§ EXTRAIT À LIRE:
+++
Recherche dans les milieux de pratique en travail social
Face aux inégalités : répondre par la bouche de nos savoirs
« Comment se fait-il que nous vivions dans une relative paix sociale, alors qu’une guerre ouverte est menée au quotidien contre les personnes en situation de pauvreté? » Baptiste Godrie ne mâche pas ses mots. Et pour cause.
« La pauvreté tue : conditions de vie plus difficiles, accès compliqué aux ressources en santé et services sociaux, parcours éducatif plus rude, niveaux plus élevés de stress, avec tout ce que ça implique… Vivre dans la pauvreté, c'est extrêmement délétère », explique le chercheur.
Alors comment ça se fait que, comme société avec les moyens de faire autrement, on ne fait pas autrement? Et, d’ailleurs, comment faire autrement?
Baptiste Godrie, professeur à l’École de travail social
Les questions sont bonnes.
Tellement bonnes que plusieurs chercheurs et chercheuses en ont creusé de nombreux aspects : fiscalité, aide sociale, salaire minimum, panier de consommation, éducation, idéologies qui légitiment les inégalités sociales… Tellement bonnes, même, qu’elles ont mené à l’adoption, en 2002, de la Loi visant à lutter contre la pauvreté et l’exclusion sociale, notamment grâce à l’action du Collectif pour un Québec sans pauvreté.
Dans son esprit original, cette loi visait à prioriser l'amélioration des conditions de vie du cinquième de la population le plus pauvre sur l'amélioration du revenu du cinquième le plus riche.
« Mais, dans les faits, cette proposition n’a pas abouti dans la Loi. Socialement, on a même été dans le sens contraire », précise Baptiste, citant en exemple de « considérables augmentations des revenus » des plus riches.
En 20 ans, le fossé des inégalités s’est encore creusé, malgré les recherches, les revendications citoyennes et même le recours à – au moins – une mesure légale.
Qu’est-ce qui nous manque, alors?
La réponse du sociologue de formation surprend. À ses yeux, un des éléments négligés par notre conversation sur la pauvreté et les inégalités, ce sont… des voix – avec tout ce qu’elles véhiculent d’expériences et de savoirs.
Mais pas n’importe quelles voix : celles qu’on n’entend jamais. Ou, peut-être, qu’on entend, sans vraiment écouter.
La décrédibilisation de la parole de certains groupes est une des sources importantes des inégalités sociales, de leur reproduction. Nier la légitimité d’une parole, c’est indirectement nier l'expérience qu’elle décrit. Et c’est se priver de tout ce qu’elle a à raconter et à proposer.
+++
§ DONNÉES FOURNIES:

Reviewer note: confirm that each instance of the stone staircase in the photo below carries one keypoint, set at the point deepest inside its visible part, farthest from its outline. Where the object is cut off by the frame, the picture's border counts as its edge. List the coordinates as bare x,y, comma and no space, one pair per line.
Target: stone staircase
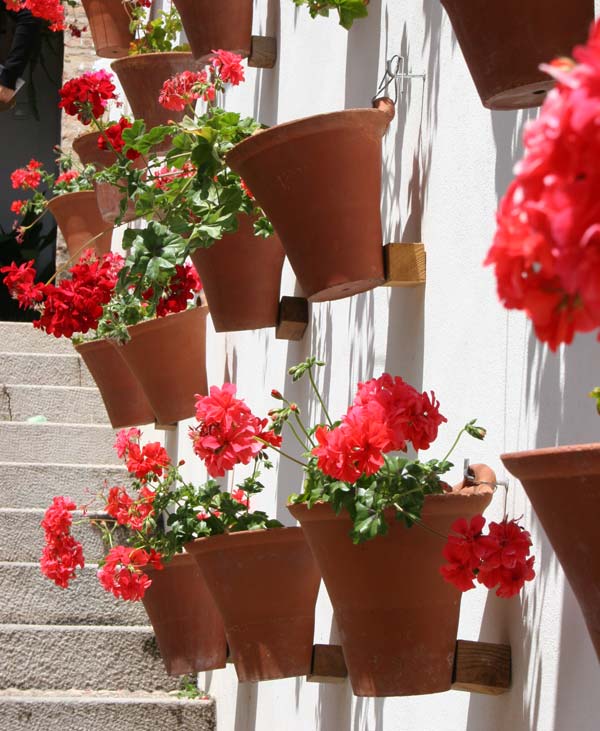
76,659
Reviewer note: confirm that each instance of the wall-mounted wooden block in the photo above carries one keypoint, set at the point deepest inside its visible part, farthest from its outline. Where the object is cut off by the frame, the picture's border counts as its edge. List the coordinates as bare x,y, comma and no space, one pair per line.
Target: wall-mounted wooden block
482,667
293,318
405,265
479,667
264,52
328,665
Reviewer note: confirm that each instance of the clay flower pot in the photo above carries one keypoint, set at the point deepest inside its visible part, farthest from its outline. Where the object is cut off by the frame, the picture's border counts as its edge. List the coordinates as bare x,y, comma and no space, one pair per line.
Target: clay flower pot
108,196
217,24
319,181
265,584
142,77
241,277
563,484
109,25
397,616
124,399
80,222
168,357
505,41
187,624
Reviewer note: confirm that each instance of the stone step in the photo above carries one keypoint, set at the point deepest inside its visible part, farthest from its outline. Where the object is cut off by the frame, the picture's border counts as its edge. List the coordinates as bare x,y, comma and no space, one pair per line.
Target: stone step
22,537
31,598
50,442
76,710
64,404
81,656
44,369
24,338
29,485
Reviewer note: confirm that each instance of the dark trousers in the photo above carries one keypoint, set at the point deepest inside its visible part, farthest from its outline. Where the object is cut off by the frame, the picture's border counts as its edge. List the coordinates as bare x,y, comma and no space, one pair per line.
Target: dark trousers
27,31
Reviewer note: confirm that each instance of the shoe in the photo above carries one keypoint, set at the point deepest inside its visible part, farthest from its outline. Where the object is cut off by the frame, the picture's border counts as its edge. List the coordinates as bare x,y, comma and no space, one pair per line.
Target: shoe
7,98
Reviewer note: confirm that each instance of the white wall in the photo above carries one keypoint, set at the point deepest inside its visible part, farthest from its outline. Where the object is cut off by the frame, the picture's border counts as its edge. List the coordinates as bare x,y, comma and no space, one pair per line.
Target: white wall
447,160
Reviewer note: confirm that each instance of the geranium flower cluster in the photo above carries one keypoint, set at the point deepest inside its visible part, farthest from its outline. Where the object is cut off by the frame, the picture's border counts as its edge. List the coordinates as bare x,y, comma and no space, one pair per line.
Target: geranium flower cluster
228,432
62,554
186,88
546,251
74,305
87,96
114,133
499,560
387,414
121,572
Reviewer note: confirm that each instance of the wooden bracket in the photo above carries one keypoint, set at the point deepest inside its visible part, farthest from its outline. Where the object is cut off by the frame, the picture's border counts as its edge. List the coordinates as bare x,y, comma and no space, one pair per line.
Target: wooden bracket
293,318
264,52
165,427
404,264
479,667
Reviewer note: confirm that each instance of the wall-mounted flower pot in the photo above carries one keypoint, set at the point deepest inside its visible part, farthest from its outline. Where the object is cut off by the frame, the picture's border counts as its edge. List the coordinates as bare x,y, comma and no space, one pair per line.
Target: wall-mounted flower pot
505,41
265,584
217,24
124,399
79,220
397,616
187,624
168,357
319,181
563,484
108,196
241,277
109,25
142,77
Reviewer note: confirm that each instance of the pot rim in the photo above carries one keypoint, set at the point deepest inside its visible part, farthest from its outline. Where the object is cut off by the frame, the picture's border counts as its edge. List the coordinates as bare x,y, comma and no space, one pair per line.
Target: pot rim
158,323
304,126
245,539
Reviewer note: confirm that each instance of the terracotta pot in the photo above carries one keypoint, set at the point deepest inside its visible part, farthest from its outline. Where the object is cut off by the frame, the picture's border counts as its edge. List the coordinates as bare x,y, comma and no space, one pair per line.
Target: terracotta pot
+++
§ TÂCHE DEMANDÉE A: Rendez en anglais la phrase suivante de l'extrait sur la pauvreté : « En 20 ans, le fossé des inégalités s’est encore creusé, malgré les recherches, les revendications citoyennes et même le recours à – au moins – une mesure légale. »
§ TÂCHE DEMANDÉE B: Selon l'extrait sur la pauvreté, en quelle année la Loi visant à lutter contre la pauvreté et l’exclusion sociale a-t-elle été adoptée ?
§ TÂCHE DEMANDÉE C: Rédigez la suite de l'extrait sur la pauvreté et les inégalités en reprenant après sa dernière phrase.

§ RÉPONSE DE L'EXERCICE A: In 20 years, the inequality gap has widened even further, despite research, citizen demands, and even recourse to at least one legal measure.

§ RÉPONSE DE L'EXERCICE B: En 2002.

§ RÉPONSE DE L'EXERCICE C:
Ces questionnements ont présidé aux recherches du professeur Godrie. Comment la manière dont nous produisons, mobilisons et transmettons les connaissances crée-t-elle ou reproduit-elle des inégalités sociales? Et, surtout, comment démocratiser ces processus?
Des mots qui résonnent
De par son cheminement aux études supérieures – mémoire, puis thèse –, Baptiste a appliqué ses recherches au champ particulier de la santé et des services sociaux. Il s’intéresse aux voix les plus souvent écartées : celles des personnes en situation d’itinérance ou de pauvreté, et souffrant notamment de problèmes de santé mentale.
« Inclure les personnes plus exclues, c’est particulièrement difficile, souligne le chercheur. Des fois, elles ne savent ni lire ni écrire; elles ont du mal à se présenter à l’heure aux rendez-vous, en raison d’un manque de ressources financières ou de leur situation de survie… »
D’autres fois, la difficulté d’écouter ces personnes vient de nos propres limites. Les inclure signifie s’ouvrir une voix souvent critique de nos façons de faire, en dissonance avec nos propres perceptions. Cette voix-là, parfois, on n'aime pas l’entendre. Elle nous confronte à nos points aveugles.
Cette voix, ce n’est pas le vécu propre à un seul individu. Elle renvoie plutôt à des savoirs expérientiels tirés des réflexions d’un groupe entier sur ses expériences. Selon Baptiste, la dimension commune des savoirs expérientiels fait émerger des stratégies, des connaissances ou des intérêts partagés, qui peuvent être portés par des groupes communautaires ou citoyens.
Le spécialiste veut certes favoriser la participation des usagers et usagères aux pratiques de recherche – ce qui s’appelle la « recherche participative ». Mais il cherche à aller plus loin : il souhaite conférer à leur participation un poids mérité – et pourtant longtemps refusé dans la coconstruction des programmes de recherche.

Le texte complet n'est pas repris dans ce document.